**Try it:**
Repeat back every line of the data, exactly.

**Source material:**
##############################

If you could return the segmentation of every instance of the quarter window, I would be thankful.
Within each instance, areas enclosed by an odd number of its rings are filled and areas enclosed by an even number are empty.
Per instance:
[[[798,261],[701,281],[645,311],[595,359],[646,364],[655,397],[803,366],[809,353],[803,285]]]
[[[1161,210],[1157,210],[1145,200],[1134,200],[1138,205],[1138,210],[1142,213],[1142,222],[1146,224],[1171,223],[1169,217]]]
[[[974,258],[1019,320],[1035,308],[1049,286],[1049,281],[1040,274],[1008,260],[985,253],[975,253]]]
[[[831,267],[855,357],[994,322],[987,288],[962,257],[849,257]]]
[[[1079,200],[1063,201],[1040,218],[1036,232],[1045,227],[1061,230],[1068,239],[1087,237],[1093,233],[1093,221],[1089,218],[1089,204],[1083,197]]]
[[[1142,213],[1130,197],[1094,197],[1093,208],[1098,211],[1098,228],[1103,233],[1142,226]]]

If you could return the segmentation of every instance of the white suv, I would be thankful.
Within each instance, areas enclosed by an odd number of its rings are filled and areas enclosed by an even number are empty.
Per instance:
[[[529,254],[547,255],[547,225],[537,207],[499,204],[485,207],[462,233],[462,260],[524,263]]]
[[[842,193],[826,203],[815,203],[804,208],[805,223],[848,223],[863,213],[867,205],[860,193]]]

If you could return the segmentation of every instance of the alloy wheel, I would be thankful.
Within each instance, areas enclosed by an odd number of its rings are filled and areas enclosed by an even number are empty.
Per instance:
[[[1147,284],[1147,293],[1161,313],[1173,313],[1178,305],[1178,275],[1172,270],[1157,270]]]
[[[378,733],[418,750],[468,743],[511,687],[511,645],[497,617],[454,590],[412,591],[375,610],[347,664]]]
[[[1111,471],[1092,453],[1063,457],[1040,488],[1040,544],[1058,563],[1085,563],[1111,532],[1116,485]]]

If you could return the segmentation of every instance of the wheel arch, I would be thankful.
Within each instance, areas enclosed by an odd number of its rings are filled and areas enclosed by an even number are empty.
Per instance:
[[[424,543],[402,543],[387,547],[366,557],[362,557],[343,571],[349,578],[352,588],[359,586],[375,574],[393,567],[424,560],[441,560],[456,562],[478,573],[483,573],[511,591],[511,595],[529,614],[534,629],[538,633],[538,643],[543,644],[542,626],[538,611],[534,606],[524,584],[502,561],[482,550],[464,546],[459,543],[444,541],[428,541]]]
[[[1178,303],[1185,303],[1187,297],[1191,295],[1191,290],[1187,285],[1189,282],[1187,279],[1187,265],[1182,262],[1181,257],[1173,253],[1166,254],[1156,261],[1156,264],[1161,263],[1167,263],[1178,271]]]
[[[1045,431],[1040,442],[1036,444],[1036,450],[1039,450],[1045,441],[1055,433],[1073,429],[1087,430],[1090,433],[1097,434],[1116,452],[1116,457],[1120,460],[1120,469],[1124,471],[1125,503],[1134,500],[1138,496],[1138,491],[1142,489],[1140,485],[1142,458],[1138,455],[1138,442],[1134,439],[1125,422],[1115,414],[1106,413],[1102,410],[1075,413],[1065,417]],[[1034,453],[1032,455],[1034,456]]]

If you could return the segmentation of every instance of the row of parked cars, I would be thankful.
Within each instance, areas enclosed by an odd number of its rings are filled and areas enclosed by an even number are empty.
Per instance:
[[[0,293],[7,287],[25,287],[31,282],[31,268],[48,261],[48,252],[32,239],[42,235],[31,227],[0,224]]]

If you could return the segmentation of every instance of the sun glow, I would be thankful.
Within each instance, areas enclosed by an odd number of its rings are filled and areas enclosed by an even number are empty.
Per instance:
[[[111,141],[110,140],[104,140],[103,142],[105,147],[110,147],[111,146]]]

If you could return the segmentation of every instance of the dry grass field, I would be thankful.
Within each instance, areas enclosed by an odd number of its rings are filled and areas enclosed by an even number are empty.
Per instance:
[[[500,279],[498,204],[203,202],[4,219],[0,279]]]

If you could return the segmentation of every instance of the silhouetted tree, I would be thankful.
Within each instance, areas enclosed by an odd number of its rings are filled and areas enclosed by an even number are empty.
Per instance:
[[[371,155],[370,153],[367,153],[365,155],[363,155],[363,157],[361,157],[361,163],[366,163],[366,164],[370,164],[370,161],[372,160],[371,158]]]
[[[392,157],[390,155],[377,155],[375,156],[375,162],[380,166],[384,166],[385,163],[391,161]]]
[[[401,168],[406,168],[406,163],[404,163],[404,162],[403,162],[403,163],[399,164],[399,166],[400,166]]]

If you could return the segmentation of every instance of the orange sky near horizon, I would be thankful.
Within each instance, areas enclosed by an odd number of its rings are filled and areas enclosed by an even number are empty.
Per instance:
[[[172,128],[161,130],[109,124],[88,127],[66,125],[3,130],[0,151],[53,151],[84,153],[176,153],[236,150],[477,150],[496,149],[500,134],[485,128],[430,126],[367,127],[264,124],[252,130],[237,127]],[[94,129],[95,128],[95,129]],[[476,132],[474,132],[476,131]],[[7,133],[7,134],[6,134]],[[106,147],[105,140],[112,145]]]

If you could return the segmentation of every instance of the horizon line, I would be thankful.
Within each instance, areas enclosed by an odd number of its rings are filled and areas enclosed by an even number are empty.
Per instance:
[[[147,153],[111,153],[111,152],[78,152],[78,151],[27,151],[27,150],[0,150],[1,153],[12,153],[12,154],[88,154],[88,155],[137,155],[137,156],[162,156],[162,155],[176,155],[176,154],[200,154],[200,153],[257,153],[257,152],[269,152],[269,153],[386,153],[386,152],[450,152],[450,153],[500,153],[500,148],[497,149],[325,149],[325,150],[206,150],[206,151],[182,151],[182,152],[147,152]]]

##############################

**Solution below:**
If you could return the segmentation of every instance of the quarter window, I would be thankful.
Within each instance, areas enclosed by an odd number of its rings are filled and areas enclosed by an even number are empty.
Per instance:
[[[798,261],[701,281],[645,311],[595,359],[646,364],[655,397],[803,366],[809,353],[803,285]]]
[[[1161,210],[1157,210],[1145,200],[1134,200],[1138,205],[1138,210],[1142,213],[1142,222],[1146,224],[1171,223],[1169,217]]]
[[[974,258],[1019,320],[1035,308],[1049,286],[1049,281],[1040,274],[1008,260],[985,253],[975,253]]]
[[[831,267],[855,357],[994,322],[987,288],[962,257],[849,257]]]
[[[1079,200],[1063,201],[1040,218],[1036,232],[1045,227],[1061,230],[1068,239],[1087,237],[1093,233],[1093,221],[1089,218],[1089,204],[1083,197]]]
[[[1142,213],[1130,197],[1094,197],[1093,208],[1098,211],[1098,228],[1103,233],[1142,226]]]

If you could return the segmentation of every instance of the white suv, I would be thankful.
Within each instance, areas enclosed by an odd number of its rings are filled and areas enclosed by an even number are empty.
Per instance:
[[[529,254],[547,255],[547,225],[537,207],[499,204],[485,207],[462,233],[462,260],[524,263]]]
[[[842,193],[826,203],[815,203],[804,208],[805,223],[848,223],[863,213],[867,205],[860,193]]]

If you could return the segmentation of every instance of the alloy wheel, I would be thankful.
Within each instance, areas enclosed by an odd number of its rings are filled and areas enclosed by an even number are empty.
Per instance:
[[[1147,284],[1147,293],[1161,313],[1173,313],[1178,305],[1178,275],[1172,270],[1157,270]]]
[[[378,733],[418,750],[468,743],[511,687],[511,645],[497,617],[454,590],[412,591],[375,610],[347,664]]]
[[[1111,471],[1092,453],[1063,457],[1040,488],[1040,544],[1058,563],[1085,563],[1111,532],[1116,485]]]

If you could return the segmentation of every instance of the wheel arch, I would be thankful.
Within each instance, areas enclosed by an odd number of its rings are filled and areas enclosed by an even number are empty.
Per instance:
[[[424,543],[402,543],[387,547],[366,557],[362,557],[343,571],[349,578],[352,588],[359,586],[375,574],[393,567],[424,560],[441,560],[456,562],[478,573],[483,573],[511,591],[511,595],[529,614],[534,629],[538,633],[538,643],[543,644],[542,626],[538,611],[534,606],[524,584],[502,561],[482,550],[464,546],[459,543],[444,541],[428,541]]]
[[[1178,303],[1185,303],[1187,297],[1191,295],[1191,290],[1187,285],[1189,282],[1187,279],[1187,265],[1182,262],[1181,257],[1173,253],[1166,254],[1156,261],[1156,264],[1161,263],[1167,263],[1178,271]]]
[[[1045,431],[1040,442],[1036,444],[1036,450],[1039,450],[1045,441],[1055,433],[1073,429],[1087,430],[1090,433],[1097,434],[1116,452],[1116,457],[1120,460],[1120,469],[1124,471],[1125,503],[1134,500],[1138,496],[1138,491],[1142,489],[1140,485],[1142,458],[1138,455],[1138,442],[1134,439],[1125,422],[1115,414],[1106,413],[1102,410],[1075,413],[1065,417]],[[1034,453],[1032,455],[1034,456]]]

If you could return the segmentation of every instance of the row of parked cars, I would be thankful.
Within each instance, areas enclosed by an odd number of its rings are filled and areas enclosed by an even number are empty.
Per instance:
[[[0,293],[7,287],[25,287],[31,282],[31,268],[48,261],[48,252],[32,239],[42,235],[31,227],[0,224]]]

If you could return the segmentation of every instance of the sun glow, I would be thankful.
Within each instance, areas enclosed by an odd number of its rings are filled and areas enclosed by an even number are empty.
Per instance:
[[[111,141],[110,140],[104,140],[103,142],[105,147],[110,147],[111,146]]]

If you could return the segmentation of every instance of the dry grass field, I would be thankful.
Within each instance, areas enclosed by an odd number of its rings are filled and areas enclosed by an even number are empty.
Per instance:
[[[500,279],[498,204],[203,202],[4,219],[0,279]]]

If you could return the segmentation of every instance of the silhouetted tree, I would be thankful.
Within each instance, areas enclosed by an odd number of its rings are filled and areas enclosed by an even number are empty.
Per instance:
[[[371,155],[370,153],[367,153],[365,155],[363,155],[363,157],[361,157],[361,163],[366,163],[366,164],[370,164],[370,161],[372,160],[371,158]]]
[[[392,157],[390,155],[377,155],[375,156],[375,162],[380,166],[384,166],[385,163],[391,161]]]
[[[401,168],[406,168],[406,163],[404,163],[404,162],[403,162],[403,163],[399,164],[399,166],[400,166]]]

If you could return the segmentation of every instance of the orange sky near horizon, I would be thankful.
Within each instance, areas enclosed by an odd number of its rings are filled and areas enclosed by an even number are empty.
Per instance:
[[[172,128],[161,130],[109,124],[88,127],[66,125],[3,130],[0,151],[53,151],[84,153],[176,153],[236,150],[477,150],[496,149],[500,134],[485,128],[430,126],[367,127],[264,124],[252,130],[237,127]],[[94,129],[95,128],[95,129]],[[476,132],[474,132],[476,131]],[[7,133],[7,134],[6,134]],[[106,147],[105,140],[112,145]]]

If you could return the segmentation of every instance of the horizon line, I would be thankful.
Within each instance, areas enclosed by an odd number of its rings are filled and areas enclosed by an even number are empty.
Per instance:
[[[147,153],[111,153],[111,152],[78,152],[78,151],[27,151],[27,150],[0,150],[1,153],[12,153],[12,154],[88,154],[88,155],[137,155],[137,156],[162,156],[162,155],[176,155],[176,154],[200,154],[200,153],[257,153],[257,152],[269,152],[269,153],[386,153],[386,152],[450,152],[450,153],[500,153],[500,148],[497,149],[325,149],[325,150],[206,150],[206,151],[182,151],[182,152],[147,152]]]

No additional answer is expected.